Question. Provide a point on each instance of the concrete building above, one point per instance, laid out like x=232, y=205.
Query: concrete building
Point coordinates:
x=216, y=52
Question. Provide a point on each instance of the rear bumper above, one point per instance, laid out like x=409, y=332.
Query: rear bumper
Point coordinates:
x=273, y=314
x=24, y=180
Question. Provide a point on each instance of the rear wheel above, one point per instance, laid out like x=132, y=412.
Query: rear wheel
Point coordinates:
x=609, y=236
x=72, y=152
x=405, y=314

● **INSTRUCTIONS TO FOLLOW**: Rewrite the items above, starting at the line that contains "Question. Provide a point on each instance of the rear wheel" and continuing through the end of the items. Include the requests, multiply every point coordinate by 1.8, and round each result to a whole number with halves rounding up.

● **WRITTEN SOLUTION**:
Question. Provide a point on each instance of the rear wheel above, one point per instance, laid out like x=132, y=412.
Query: rear wheel
Point coordinates:
x=1096, y=425
x=130, y=274
x=729, y=565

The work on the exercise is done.